Task to complete:
Take the entries below and reproduce them word for word.

Listed entries:
— Start —

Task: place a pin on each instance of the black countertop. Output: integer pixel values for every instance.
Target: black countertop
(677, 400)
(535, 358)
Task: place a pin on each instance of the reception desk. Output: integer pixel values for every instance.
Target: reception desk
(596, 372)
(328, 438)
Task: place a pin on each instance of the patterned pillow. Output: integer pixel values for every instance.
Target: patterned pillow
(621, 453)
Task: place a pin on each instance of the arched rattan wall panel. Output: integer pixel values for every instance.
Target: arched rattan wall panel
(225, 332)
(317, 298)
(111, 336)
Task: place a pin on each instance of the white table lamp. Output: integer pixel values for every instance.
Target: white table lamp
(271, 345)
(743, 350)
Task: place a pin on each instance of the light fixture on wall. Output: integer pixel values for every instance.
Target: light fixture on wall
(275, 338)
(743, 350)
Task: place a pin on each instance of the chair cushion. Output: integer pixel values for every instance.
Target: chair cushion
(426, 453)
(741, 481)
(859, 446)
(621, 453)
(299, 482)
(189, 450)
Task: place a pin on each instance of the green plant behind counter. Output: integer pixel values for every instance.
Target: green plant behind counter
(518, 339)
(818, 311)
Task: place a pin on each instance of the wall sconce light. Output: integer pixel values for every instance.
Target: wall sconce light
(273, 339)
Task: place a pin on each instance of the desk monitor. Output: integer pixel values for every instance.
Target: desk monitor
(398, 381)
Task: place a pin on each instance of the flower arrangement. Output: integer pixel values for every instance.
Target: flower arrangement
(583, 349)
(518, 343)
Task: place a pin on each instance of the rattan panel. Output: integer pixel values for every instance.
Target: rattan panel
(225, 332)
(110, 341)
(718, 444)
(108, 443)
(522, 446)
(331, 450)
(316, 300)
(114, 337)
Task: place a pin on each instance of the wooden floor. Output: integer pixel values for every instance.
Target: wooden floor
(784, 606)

— End —

Task output:
Task: place a pin on each instance of the black countertop. Output: integer pixel values for every instance.
Target: black countertop
(677, 400)
(535, 358)
Task: place a pin on each instance of the reception desk. Output: integer pixel values for every instance.
Target: reception desk
(596, 372)
(328, 438)
Task: place a pin on each instance of the patterned pillow. Output: integer pixel values for every instance.
Target: patterned pillow
(621, 453)
Task: place a pin on each instance of the arched rattan wall panel. Output: integer pixel values for every instance.
Target: arched rattan wall panel
(225, 332)
(317, 298)
(111, 336)
Task: place a pin on each instance of the white table lamp. Output: integer pixel values for every instance.
Target: white table lamp
(271, 345)
(743, 350)
Task: place a pin on each instance of the light fixture on wall. Output: integer pixel values for every instance.
Target: light fixture on wall
(275, 338)
(743, 350)
Task: place a pin on each instance of the chair cushion. Output: integer pixel values for every instance.
Target: chair cushion
(426, 453)
(741, 481)
(859, 446)
(621, 453)
(299, 482)
(189, 450)
Task: place a pin on each instance of the green plant behind counter. Output: integer pixel values for every instance.
Target: green plant behind counter
(518, 339)
(818, 311)
Task: place a pin on each instance of the wall sconce light. Output: integer pixel values for every instance.
Target: wall sconce light
(273, 339)
Task: place a pin on each instance of the desk monitor. Output: integer pixel values for every instance.
Target: desk monitor
(398, 381)
Task: place a pin on each instance of the flower arrangement. Output: integer pixel values for every instance.
Target: flower arrangement
(583, 349)
(518, 343)
Task: place a pin on each instance of the rattan panel. Output: integer pixel values for every instance.
Target: rattan panel
(225, 332)
(110, 341)
(718, 444)
(108, 443)
(522, 446)
(331, 450)
(316, 300)
(114, 337)
Task: place a pin on each instance of the wooden floor. Output: integer pixel values for every instance.
Target: wooden floor
(784, 606)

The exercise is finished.